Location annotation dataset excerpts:
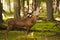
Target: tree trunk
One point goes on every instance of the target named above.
(16, 9)
(9, 6)
(22, 8)
(1, 8)
(49, 10)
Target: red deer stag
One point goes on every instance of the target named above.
(27, 23)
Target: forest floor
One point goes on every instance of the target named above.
(40, 25)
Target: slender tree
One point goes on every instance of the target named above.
(49, 10)
(1, 8)
(9, 6)
(16, 9)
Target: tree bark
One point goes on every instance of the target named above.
(49, 10)
(16, 9)
(1, 8)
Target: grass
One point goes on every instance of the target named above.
(40, 25)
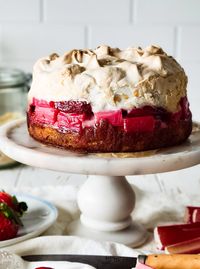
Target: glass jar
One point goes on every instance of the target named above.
(14, 85)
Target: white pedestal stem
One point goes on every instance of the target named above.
(106, 203)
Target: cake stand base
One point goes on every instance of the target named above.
(132, 236)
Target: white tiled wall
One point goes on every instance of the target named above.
(33, 28)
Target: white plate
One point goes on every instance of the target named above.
(39, 217)
(16, 143)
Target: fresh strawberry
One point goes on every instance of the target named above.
(8, 228)
(12, 202)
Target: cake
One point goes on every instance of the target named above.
(109, 100)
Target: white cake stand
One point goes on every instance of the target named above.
(106, 199)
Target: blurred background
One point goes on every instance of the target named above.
(30, 29)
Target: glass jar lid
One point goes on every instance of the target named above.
(10, 77)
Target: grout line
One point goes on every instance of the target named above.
(134, 11)
(41, 10)
(130, 11)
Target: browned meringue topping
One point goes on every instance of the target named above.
(110, 78)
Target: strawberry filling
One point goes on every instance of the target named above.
(76, 115)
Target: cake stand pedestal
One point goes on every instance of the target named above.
(106, 199)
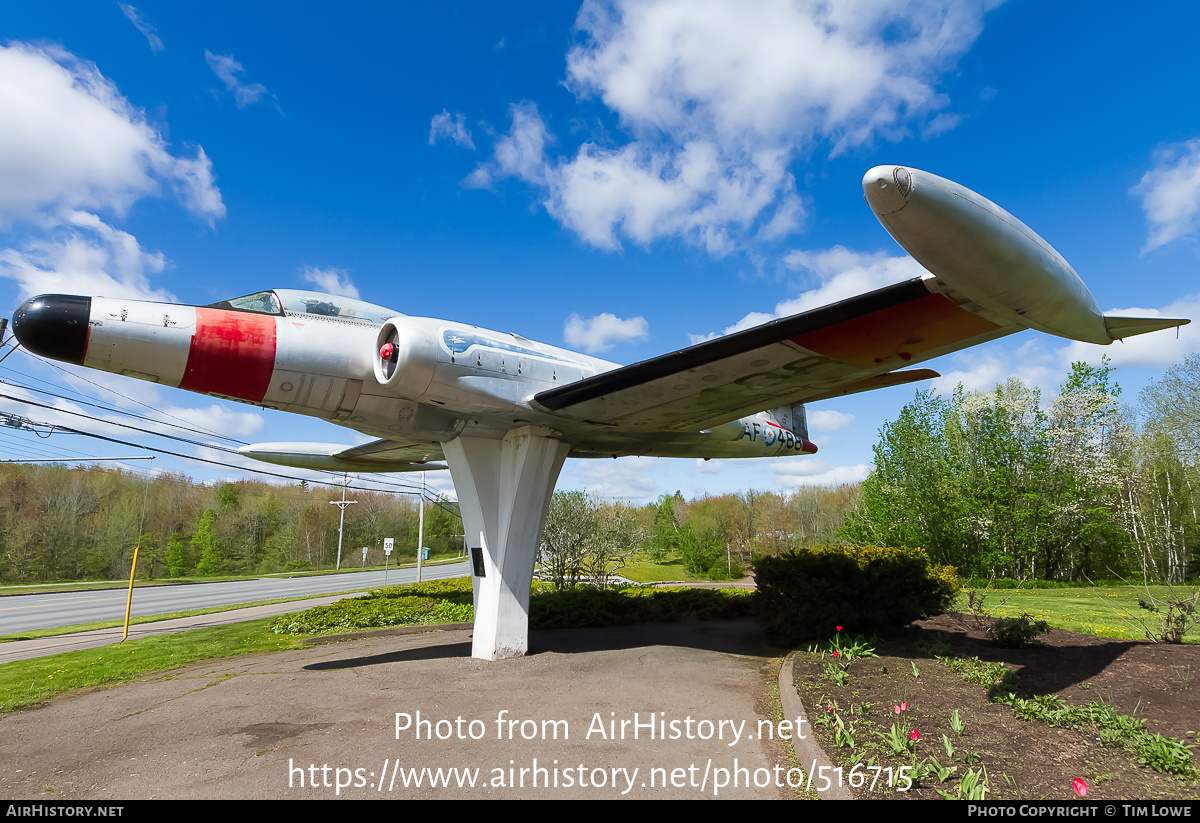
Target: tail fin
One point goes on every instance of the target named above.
(1127, 326)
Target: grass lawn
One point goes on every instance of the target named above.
(30, 682)
(1109, 611)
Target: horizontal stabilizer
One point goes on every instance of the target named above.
(377, 456)
(1127, 326)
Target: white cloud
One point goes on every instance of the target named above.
(1170, 193)
(517, 154)
(1033, 362)
(227, 68)
(603, 331)
(142, 25)
(331, 281)
(816, 472)
(841, 274)
(228, 421)
(629, 479)
(84, 256)
(718, 98)
(451, 126)
(70, 140)
(827, 420)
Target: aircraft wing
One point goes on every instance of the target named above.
(376, 456)
(847, 347)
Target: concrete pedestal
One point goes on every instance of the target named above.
(504, 490)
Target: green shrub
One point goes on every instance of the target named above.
(586, 606)
(1018, 632)
(868, 589)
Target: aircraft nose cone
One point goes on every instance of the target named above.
(887, 188)
(54, 325)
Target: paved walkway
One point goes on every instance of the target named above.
(642, 712)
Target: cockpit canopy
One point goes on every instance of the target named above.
(297, 301)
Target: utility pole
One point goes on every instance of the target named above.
(420, 532)
(341, 504)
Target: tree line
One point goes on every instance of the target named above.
(1002, 485)
(83, 523)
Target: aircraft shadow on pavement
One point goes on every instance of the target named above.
(741, 637)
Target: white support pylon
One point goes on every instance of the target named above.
(504, 490)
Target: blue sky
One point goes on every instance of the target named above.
(616, 178)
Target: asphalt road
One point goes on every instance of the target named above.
(340, 721)
(30, 612)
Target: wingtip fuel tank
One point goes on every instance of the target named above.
(988, 256)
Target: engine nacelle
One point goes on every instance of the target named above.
(406, 355)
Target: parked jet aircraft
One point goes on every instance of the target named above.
(504, 412)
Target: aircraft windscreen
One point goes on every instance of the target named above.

- **TASK**: Transcribe the records above verbatim. Do not carry over any picture.

- **WORKED SOLUTION**:
Target: tree trunk
One point goes on every instance of the target named above.
(16, 9)
(9, 6)
(22, 8)
(1, 8)
(49, 10)
Target: red deer stag
One point goes on every instance of the target named above.
(27, 23)
Target: forest floor
One point goes on every instance of the target named above.
(40, 25)
Target: slender tree
One point goes on every instance of the target named above.
(49, 10)
(1, 8)
(9, 6)
(16, 9)
Target: tree bark
One point goes on every instance of the target named above.
(49, 10)
(16, 9)
(1, 8)
Target: grass
One point goes on every instance of the target named above.
(40, 25)
Target: glass jar
One point goes on every instance of the target named above.
(14, 85)
Target: white pedestal stem
One point goes on every instance of the target named above.
(106, 203)
Target: cake stand base
One point goes on every instance of the target named above.
(132, 236)
Target: white tiled wall
One point goes on every instance of the target named above.
(33, 28)
Target: white plate
One point goes on every instance of the target named above.
(39, 217)
(16, 143)
Target: fresh strawberry
One point goes on every instance of the target named above.
(8, 228)
(12, 202)
Target: cake
One point goes on every instance of the target named above.
(109, 100)
Target: white cake stand
One point goes on every instance of the target named above.
(106, 199)
Target: blurred background
One point goes on every instance of the target named above.
(30, 29)
Target: glass jar lid
One point goes on every instance of the target named above.
(10, 77)
Target: grout line
One point goes on every instance of the target named above.
(134, 11)
(41, 10)
(130, 11)
Target: browned meringue topping
One point goes on every instance of the target named above.
(110, 78)
Target: strawberry filling
One point goes on every instance of the target named above.
(76, 115)
Target: cake stand pedestal
One point goes on every instance of the target named above.
(106, 199)
Target: tail fin
One point goes on every instance of the target named above.
(1127, 326)
Target: grass lawn
One point goes on every instance of the target named above.
(30, 682)
(1109, 611)
Target: horizontal stabilizer
One point goes on every instance of the target named above.
(377, 456)
(1127, 326)
Target: white cloud
One point goes on every instance of the target named above.
(1170, 193)
(517, 154)
(1033, 362)
(227, 68)
(603, 331)
(142, 25)
(331, 281)
(816, 472)
(841, 274)
(228, 421)
(629, 479)
(84, 256)
(718, 98)
(451, 126)
(70, 140)
(827, 420)
Target: aircraft wing
One point goes on every instance of the target named above.
(376, 456)
(847, 347)
Target: concrete pedestal
One point goes on every instance of the target named above.
(504, 490)
Target: green shrub
One point goes on every instance of the target named above.
(586, 606)
(1018, 632)
(868, 589)
Target: aircraft nose cone
One point goes on every instance of the target named above.
(887, 188)
(54, 325)
Target: paved walkway
One point goes on every instance of the target named above.
(642, 712)
Target: cockpit canopy
One point goes on every instance of the target named above.
(297, 301)
Target: utility pole
One point goes on every instance of the target named above.
(420, 532)
(341, 504)
Target: tree line
One point goes on every instance of the target named above.
(1002, 485)
(83, 523)
Target: aircraft shadow on pavement
One point goes on every instance of the target named above.
(741, 637)
Target: white support pylon
One point goes on every instance of the target named above.
(504, 490)
Target: blue sky
One point goes on every instance of the target named above.
(616, 178)
Target: asphalt road
One point goes on every instance of the target named above.
(340, 721)
(30, 612)
Target: wingtip fuel tank
One point goes on every instance of the target named above.
(988, 256)
Target: engine nacelle
One point goes on every instance of the target named above.
(406, 355)
Target: parked jet aircraft
One point goes on every instance of the target named above.
(504, 412)
Target: aircraft windscreen
One point goes on every instance of the target named above.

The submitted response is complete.